## Given instruction
Return each line in the items below that contains the string "white". Case counts.

## Material shown
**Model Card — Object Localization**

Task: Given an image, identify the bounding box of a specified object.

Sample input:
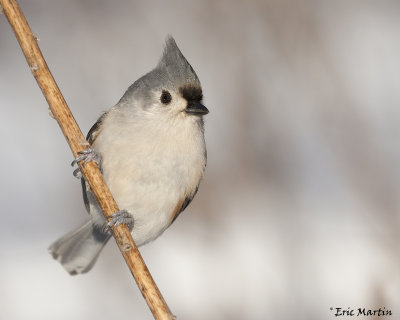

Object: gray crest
[120,36,201,103]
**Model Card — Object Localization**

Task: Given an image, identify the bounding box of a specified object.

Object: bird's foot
[103,210,134,233]
[71,148,101,179]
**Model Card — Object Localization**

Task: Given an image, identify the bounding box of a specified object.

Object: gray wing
[171,183,200,224]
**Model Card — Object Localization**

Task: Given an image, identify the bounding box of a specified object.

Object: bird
[49,36,209,275]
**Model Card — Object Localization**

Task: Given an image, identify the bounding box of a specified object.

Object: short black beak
[185,102,209,116]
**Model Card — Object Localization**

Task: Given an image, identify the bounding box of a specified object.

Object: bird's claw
[103,210,134,233]
[71,148,100,179]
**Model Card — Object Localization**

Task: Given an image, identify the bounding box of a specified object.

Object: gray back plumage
[120,36,200,102]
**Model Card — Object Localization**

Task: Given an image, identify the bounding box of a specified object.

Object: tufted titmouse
[49,37,208,274]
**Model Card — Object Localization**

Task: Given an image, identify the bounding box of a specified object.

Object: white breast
[93,107,206,245]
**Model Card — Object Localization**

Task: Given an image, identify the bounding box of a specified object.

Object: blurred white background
[0,0,400,320]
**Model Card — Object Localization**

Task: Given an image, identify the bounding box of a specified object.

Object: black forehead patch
[179,85,203,101]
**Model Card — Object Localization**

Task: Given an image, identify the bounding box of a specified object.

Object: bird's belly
[104,158,190,245]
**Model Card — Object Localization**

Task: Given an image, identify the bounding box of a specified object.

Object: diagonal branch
[0,0,175,320]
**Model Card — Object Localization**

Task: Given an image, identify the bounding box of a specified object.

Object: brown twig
[0,0,175,320]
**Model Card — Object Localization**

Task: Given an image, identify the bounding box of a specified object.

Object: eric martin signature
[331,307,392,317]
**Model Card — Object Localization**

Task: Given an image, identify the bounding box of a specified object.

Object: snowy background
[0,0,400,320]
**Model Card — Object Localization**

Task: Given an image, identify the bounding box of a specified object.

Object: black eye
[160,90,172,104]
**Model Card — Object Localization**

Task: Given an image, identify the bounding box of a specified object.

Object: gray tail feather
[49,221,111,275]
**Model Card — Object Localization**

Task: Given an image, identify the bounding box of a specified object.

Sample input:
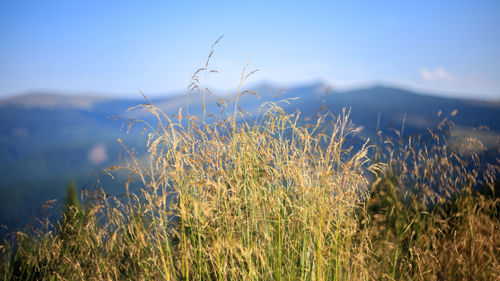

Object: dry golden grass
[0,42,500,280]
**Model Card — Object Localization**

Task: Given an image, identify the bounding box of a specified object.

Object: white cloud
[420,66,455,81]
[88,144,108,165]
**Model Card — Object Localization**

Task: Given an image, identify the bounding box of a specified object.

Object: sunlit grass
[1,47,500,280]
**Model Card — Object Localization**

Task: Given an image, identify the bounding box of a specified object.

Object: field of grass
[0,56,500,280]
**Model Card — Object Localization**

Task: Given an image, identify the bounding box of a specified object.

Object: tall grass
[0,48,500,280]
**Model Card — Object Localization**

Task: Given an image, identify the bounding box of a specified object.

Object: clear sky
[0,0,500,99]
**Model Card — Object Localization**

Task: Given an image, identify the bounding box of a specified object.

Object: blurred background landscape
[0,1,500,228]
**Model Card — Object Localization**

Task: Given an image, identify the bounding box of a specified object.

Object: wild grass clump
[0,46,500,280]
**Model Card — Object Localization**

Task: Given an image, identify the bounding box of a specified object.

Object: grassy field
[0,58,500,280]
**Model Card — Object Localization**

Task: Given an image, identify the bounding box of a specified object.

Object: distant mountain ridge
[0,83,500,230]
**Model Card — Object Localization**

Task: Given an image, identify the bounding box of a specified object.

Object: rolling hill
[0,84,500,228]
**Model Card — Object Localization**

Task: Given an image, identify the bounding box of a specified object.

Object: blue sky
[0,0,500,99]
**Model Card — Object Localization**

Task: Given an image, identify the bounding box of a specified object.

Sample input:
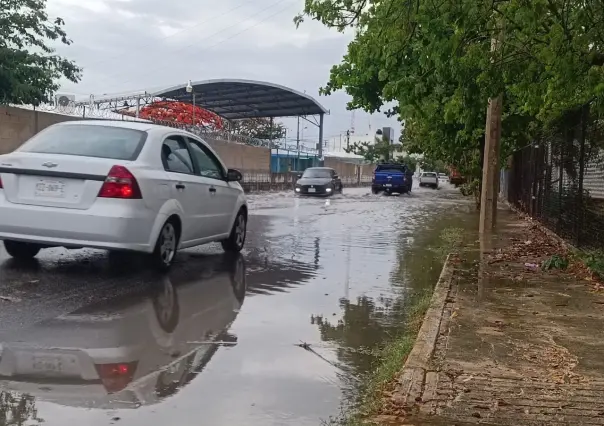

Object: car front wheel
[221,210,247,253]
[4,241,40,260]
[152,220,179,270]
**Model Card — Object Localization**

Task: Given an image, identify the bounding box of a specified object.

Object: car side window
[189,138,224,179]
[161,136,194,174]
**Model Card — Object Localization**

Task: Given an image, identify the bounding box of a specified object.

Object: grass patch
[573,250,604,280]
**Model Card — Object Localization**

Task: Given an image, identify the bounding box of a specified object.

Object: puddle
[0,188,477,426]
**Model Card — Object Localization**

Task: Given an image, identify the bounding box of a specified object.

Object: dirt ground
[386,211,604,425]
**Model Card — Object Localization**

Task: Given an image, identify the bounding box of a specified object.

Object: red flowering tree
[139,101,223,129]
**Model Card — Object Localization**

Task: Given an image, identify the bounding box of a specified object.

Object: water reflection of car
[294,167,343,196]
[0,256,246,408]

## Finished answer
Object: white breast
Object: blurred white background
Object: white cloud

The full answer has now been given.